◆ **EXCERPT**:

_ _ _

Hey Hal,

Thanks.  You're right about the tweak below.  I'll resubmit the patch.

Al

On Fri, 2014-06-27 at 17:36 -0400, Hal Rosenstock wrote:
> On 6/27/2014 1:56 PM, Albert Chu wrote:
> > Introduce new sweep state PERFMGR_SWEEP_POST_PROCESSING to fix
> > race in perfmgr.
> > 
> > Race occurs as follows:
> 
> Nice find!
> 
> > 
> > Under typical conditions, osm_perfmgr_process() is entered
> > with sweep_state set to PERFMGR_SWEEP_SLEEP.  osm_perfmgr_process()
> > sets sweep_state to PERFMGR_SWEEP_ACTIVE when it begins to sweep.
> > 
> > osm_perfmgr_process() will eventually call perfmgr_send_mad() by
> > way of perfmgr_query_counters() and several other functions.
> > 
> > Responses to performance counter MADs may initiate the sending
> > of more MADs via perfmgr_send_mad(), such as through redirection
> > or the desire to clear counters.
> > 
> > If too many MADs have been put on the wire, perfmgr_send_mad()
> > will throttle sending out MADS and temporarily change sweep_state
> > between PERFMGR_SWEEP_SUSPENDED and PERFMGR_SWEEP_ACTIVE as it
> > throttles.  The sweep_state is set to PERFMGR_SWEEP_ACTIVE
> > when all performance counter MADs have been sent out by the sweeper.
> > 
> > osm_perfmgr_process() eventually completes its sweep and puts
> > sweep_state back into PERFMGR_SWEEP_SLEEP.
> > 
> > At this point, some MADs may still be on the wire.  New MADs may be
> > put back on the wire if responses necessitate it (redirection or
> > clearing counters).  If enough MADs are put back onto the wire,
> > perfmgr_send_mad() will throttle as normal, temporarily moving
> > between PERFMGR_SWEEP_SUSPENDED and PERFMGR_SWEEP_ACTIVE.  After
> > the throttling is complete, sweep_state is put into
> > PERFMGR_SWEEP_ACTIVE state.
> > 
> > This is the key problem, the sweep_state is changed from
> > PERFMGR_SWEEP_SLEEP to PERFMGR_SWEEP_ACTIVE outside of
> > osm_perfmgr_process().
> > 
> > Now that the perfmgr is in ACTIVE state, any future sweep call to
> > osm_perfmgr_process() will not sweep b/c the sweep_state is set
> > to PERFMGR_SWEEP_ACTIVE.
> > 
> > The introduction of a new sweep_state PERFMGR_SWEEP_POST_PROCESSING
> > fixes this problem.

_ _ _

◆ **DATA ENTRIES**:
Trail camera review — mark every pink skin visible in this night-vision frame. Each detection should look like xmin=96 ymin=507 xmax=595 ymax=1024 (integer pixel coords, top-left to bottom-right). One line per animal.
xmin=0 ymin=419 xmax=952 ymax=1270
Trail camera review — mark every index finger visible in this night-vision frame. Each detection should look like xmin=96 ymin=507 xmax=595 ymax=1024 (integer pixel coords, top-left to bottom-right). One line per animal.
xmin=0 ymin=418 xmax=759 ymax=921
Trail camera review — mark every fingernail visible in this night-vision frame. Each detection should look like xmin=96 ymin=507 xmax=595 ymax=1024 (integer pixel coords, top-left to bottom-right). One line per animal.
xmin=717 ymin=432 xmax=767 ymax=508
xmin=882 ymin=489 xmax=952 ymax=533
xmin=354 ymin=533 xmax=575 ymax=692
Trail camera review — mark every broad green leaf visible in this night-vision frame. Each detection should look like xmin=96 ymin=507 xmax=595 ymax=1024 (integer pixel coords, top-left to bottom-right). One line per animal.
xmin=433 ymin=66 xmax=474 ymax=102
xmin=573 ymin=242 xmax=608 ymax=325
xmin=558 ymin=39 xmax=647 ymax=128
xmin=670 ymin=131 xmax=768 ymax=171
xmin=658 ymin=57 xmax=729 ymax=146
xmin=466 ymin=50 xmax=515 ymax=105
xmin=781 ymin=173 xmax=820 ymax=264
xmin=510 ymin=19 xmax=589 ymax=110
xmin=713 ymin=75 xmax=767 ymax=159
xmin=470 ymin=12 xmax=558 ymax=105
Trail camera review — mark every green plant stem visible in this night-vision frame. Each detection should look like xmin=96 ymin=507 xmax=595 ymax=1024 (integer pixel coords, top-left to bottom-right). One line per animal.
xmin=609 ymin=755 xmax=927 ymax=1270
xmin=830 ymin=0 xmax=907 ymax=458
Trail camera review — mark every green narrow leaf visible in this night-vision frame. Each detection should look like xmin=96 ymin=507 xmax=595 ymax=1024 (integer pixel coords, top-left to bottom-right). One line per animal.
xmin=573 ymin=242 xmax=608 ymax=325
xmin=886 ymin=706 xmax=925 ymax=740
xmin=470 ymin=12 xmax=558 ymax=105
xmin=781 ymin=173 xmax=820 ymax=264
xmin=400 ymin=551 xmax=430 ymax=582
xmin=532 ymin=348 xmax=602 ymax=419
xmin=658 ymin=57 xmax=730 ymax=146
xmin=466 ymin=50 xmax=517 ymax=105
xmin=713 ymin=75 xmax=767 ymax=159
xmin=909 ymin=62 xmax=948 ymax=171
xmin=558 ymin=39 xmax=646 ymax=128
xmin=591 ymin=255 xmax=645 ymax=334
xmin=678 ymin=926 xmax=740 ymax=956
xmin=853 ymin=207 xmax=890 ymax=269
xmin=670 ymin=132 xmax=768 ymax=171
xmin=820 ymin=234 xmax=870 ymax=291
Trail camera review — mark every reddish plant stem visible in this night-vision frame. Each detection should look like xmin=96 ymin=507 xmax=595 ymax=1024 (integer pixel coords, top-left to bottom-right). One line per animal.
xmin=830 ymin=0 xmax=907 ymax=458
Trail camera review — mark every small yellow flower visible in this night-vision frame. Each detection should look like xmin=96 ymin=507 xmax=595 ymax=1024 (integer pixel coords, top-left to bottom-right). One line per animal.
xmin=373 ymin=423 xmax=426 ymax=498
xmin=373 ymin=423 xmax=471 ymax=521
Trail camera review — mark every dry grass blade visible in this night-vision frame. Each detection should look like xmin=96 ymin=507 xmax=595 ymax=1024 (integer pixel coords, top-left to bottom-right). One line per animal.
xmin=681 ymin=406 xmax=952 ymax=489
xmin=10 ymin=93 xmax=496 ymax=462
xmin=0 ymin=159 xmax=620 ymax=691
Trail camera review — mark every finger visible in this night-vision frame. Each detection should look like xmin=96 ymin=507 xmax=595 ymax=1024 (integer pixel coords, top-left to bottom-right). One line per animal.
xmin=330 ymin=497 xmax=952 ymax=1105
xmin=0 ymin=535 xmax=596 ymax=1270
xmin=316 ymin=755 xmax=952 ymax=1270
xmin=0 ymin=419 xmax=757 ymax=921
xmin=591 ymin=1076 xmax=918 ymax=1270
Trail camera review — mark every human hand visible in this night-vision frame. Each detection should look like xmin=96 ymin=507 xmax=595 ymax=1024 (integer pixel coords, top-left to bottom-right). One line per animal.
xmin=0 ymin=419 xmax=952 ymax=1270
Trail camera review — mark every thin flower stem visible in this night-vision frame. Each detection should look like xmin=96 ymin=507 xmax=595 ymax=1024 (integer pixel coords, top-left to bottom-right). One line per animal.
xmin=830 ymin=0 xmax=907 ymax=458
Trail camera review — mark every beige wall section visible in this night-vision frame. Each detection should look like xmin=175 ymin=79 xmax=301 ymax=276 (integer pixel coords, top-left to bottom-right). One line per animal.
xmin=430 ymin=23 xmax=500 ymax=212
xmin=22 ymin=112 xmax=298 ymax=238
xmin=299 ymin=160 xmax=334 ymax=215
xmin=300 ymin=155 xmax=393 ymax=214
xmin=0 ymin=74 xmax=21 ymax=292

_ _ _

◆ **WHAT YOU WILL DO**:
- a) Transcribe the perfmgr patch email from "On Fri, 2014-06-27" to "race in perfmgr.".
- b) List every sweep state named in the perfmgr patch email.
- c) Carry the perfmgr patch email forward from its last line.
The records come from a separate source and have no connection to the perfmgr patch email.

◆ **RESPONSE LIST**:
- a)
On Fri, 2014-06-27 at 17:36 -0400, Hal Rosenstock wrote:
> On 6/27/2014 1:56 PM, Albert Chu wrote:
> > Introduce new sweep state PERFMGR_SWEEP_POST_PROCESSING to fix
> > race in perfmgr.

- b)
PERFMGR_SWEEP_POST_PROCESSING
PERFMGR_SWEEP_SLEEP
PERFMGR_SWEEP_ACTIVE
PERFMGR_SWEEP_SUSPENDED

- c)
> > 
> > If perfmgr_send_mad() throttles mads while in PERFMGR_SWEEP_SLEEP.
> > sweep_state will be moved into the PERFMGR_SWEEP_POST_PROCESSING
> > state instead of PERFMGR_SWEEP_SUSPENDED/PERFMGR_SWEEP_ACTIVE.
> > 
> > When all post-SLEEP state MAD processing is complete, the sweep_state
> > will move from PERFMGR_SWEEP_POST_PROCESSING back to PERFMGR_SWEEP_SLEEP,
> > so that future sweeps can operate as normal.
> > 
> > Signed-off-by: Albert L. Chu <[email protected]>
> > ---
> >  include/opensm/osm_perfmgr.h |    6 +++++-
> >  opensm/osm_perfmgr.c         |   21 +++++++++++++++++++--
> >  2 files changed, 24 insertions(+), 3 deletions(-)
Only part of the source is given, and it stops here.